• DATA FOR THIS TASK
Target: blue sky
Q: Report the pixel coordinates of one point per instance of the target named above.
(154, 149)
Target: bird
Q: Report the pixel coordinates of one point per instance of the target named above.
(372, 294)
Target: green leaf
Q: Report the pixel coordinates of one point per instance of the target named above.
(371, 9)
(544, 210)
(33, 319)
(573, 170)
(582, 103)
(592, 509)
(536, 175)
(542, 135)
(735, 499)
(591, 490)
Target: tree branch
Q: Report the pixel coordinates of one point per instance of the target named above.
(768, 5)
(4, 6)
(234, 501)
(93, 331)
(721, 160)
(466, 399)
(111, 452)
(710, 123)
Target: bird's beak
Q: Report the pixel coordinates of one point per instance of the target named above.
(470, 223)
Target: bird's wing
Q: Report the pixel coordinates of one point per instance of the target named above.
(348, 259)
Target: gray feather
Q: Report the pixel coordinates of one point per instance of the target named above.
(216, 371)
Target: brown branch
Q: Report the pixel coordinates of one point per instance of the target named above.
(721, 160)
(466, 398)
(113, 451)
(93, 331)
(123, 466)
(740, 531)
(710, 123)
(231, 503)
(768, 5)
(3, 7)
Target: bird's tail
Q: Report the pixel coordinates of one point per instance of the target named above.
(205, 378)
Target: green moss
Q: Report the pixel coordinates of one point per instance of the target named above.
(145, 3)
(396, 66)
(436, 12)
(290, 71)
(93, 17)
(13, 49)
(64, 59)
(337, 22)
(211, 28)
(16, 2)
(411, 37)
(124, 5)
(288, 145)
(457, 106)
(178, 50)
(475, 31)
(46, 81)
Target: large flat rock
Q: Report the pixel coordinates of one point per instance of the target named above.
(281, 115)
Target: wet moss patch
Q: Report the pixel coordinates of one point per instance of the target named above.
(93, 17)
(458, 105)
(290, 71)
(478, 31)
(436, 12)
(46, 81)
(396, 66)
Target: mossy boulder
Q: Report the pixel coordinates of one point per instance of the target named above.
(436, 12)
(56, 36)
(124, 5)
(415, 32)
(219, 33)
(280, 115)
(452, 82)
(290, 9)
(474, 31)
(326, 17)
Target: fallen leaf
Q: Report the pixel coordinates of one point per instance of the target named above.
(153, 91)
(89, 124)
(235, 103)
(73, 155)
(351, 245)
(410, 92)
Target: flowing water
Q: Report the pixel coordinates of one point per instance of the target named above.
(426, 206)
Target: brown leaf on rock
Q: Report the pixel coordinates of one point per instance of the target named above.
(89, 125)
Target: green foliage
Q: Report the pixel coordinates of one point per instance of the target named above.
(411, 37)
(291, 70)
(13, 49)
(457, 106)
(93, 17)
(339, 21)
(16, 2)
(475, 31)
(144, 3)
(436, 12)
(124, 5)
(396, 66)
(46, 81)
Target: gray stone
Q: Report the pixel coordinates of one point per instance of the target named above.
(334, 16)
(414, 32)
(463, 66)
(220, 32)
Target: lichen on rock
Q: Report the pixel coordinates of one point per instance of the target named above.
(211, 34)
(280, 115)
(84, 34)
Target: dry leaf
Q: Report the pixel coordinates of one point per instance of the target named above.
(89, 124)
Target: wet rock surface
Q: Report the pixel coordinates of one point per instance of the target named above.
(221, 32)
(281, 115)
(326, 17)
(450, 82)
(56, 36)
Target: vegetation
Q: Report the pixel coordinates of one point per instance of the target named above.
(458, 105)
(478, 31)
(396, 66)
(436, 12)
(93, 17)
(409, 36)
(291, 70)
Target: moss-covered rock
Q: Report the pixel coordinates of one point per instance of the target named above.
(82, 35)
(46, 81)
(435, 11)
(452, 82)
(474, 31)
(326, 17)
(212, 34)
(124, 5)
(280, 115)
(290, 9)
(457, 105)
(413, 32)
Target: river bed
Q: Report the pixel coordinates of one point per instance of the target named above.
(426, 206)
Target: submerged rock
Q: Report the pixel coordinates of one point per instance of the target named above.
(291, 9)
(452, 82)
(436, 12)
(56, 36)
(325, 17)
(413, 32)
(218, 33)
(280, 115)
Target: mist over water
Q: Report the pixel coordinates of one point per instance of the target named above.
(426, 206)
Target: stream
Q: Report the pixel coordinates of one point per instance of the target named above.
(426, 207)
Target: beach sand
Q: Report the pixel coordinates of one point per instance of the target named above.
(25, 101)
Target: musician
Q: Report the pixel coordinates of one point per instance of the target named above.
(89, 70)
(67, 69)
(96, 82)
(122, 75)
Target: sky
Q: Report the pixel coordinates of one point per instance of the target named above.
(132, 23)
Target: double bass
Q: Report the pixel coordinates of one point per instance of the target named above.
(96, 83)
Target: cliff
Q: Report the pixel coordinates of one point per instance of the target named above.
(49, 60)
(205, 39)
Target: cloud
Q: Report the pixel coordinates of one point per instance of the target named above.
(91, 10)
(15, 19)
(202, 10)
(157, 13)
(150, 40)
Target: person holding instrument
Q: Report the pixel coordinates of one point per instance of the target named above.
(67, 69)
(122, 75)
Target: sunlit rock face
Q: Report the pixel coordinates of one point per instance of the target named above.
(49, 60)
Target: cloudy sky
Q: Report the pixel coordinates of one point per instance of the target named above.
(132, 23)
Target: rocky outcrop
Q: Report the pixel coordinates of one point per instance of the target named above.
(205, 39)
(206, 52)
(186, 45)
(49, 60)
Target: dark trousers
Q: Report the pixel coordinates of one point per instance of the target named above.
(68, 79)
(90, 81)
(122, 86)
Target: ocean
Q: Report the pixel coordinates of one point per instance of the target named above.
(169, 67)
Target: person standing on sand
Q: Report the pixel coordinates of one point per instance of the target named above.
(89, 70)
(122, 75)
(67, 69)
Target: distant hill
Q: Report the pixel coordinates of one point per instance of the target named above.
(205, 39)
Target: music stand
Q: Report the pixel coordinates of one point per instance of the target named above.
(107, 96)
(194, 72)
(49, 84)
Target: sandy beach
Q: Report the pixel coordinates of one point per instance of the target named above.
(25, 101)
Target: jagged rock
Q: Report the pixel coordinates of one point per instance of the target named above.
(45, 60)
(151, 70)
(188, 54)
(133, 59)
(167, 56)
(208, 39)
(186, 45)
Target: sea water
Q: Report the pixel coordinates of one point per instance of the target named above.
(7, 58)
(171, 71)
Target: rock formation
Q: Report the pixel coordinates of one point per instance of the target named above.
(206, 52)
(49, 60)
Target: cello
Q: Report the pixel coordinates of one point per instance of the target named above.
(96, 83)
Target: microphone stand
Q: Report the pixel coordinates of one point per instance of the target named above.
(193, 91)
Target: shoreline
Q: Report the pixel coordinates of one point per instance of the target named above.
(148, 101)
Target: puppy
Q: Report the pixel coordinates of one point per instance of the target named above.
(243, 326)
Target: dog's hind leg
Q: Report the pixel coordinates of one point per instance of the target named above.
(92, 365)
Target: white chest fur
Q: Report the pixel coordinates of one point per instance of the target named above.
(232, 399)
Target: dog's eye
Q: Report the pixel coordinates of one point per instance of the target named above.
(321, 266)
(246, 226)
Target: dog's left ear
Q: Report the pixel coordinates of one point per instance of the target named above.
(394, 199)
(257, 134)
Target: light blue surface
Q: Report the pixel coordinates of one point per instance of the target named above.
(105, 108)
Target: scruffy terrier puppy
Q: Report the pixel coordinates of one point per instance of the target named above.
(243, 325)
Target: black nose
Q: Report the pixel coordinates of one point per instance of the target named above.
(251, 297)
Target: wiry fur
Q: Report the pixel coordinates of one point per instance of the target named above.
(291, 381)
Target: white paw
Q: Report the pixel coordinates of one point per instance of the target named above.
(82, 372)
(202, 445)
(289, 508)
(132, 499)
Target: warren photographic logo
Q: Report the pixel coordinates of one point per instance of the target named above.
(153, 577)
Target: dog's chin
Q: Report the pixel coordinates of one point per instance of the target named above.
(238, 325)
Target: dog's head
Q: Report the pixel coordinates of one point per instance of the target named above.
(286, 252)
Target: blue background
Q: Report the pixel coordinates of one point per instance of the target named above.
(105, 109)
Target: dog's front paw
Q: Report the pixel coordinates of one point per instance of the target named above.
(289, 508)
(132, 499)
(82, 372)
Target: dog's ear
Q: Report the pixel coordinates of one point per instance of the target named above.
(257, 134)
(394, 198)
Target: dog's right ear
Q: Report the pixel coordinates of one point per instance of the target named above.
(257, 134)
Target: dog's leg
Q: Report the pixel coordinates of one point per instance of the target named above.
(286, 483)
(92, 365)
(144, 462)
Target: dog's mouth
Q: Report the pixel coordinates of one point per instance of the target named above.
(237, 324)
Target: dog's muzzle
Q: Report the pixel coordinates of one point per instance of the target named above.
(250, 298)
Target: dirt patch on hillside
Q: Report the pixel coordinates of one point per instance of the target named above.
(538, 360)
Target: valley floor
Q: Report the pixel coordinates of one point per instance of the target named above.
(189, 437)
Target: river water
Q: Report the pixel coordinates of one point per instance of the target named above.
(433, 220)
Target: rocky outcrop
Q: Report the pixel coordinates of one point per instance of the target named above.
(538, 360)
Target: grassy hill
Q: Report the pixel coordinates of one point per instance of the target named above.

• EXERCISE AIM
Reproduce, word for word, only the lines from the one that contains "Target: dog's mouth" through the final line.

• RESULT OF THIS TASK
Target: dog's mouth
Q: Report the pixel coordinates of one point per instance of the target named above.
(237, 324)
Target: dog's muzzle
Q: Report the pixel coordinates of one point per instance of the target named above.
(250, 298)
Target: dirt patch on hillside
Q: Report the pixel coordinates of one point per instance of the target named above.
(538, 360)
Target: valley floor
Q: Report the pixel coordinates of one point per instance of the target named above.
(189, 437)
Target: river water
Q: Report the pixel coordinates of one point per instance of the target named above.
(433, 220)
Target: rocky outcrop
Q: Report the pixel coordinates of one point per instance of the target named above.
(538, 360)
Target: grassy hill
Q: Report the pixel coordinates of one point per instance of the target named above.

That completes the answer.